** Opening SOURCE RECORDS block **

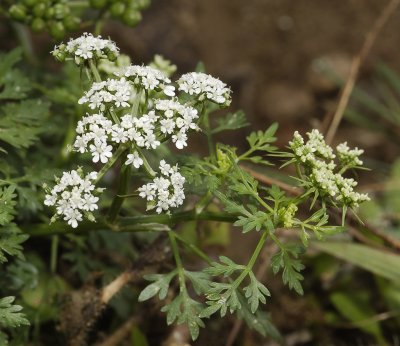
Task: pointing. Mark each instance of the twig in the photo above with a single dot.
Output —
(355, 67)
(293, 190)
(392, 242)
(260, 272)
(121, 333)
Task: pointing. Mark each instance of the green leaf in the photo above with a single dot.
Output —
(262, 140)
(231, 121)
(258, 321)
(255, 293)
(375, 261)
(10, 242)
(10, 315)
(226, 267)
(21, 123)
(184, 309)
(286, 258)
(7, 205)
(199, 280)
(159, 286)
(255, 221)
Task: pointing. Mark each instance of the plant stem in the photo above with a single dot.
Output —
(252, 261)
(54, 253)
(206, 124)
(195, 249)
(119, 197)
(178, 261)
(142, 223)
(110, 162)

** Closing SOURCE RECORDS block **
** Opening SOURCE RECORDS block **

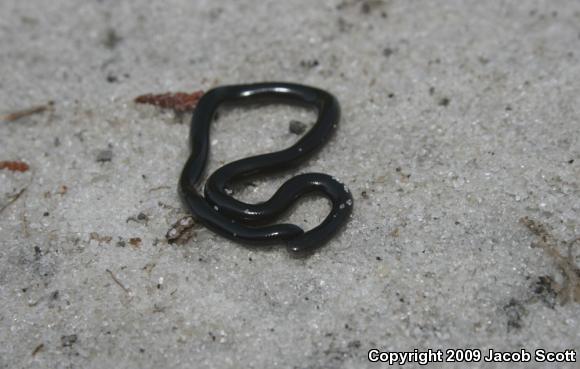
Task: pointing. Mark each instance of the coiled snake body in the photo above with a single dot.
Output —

** Closing SOURCE RECORDS block **

**WORK TO BE COMPLETED**
Where does the word "pointing" occur in the data? Copy every line that has it.

**SOLUTION TO THIS TASK**
Task: pointing. Mark each instance of the twig in the photo above with a single dot.
Task: pointing. Mark each instance of the green leaf in the photo above with a single dot.
Task: pointing. Mark each instance of the plant stem in the photo above with a single dot.
Task: pointing. Mark each instance of the coiled snake body in the photo above with a single dot.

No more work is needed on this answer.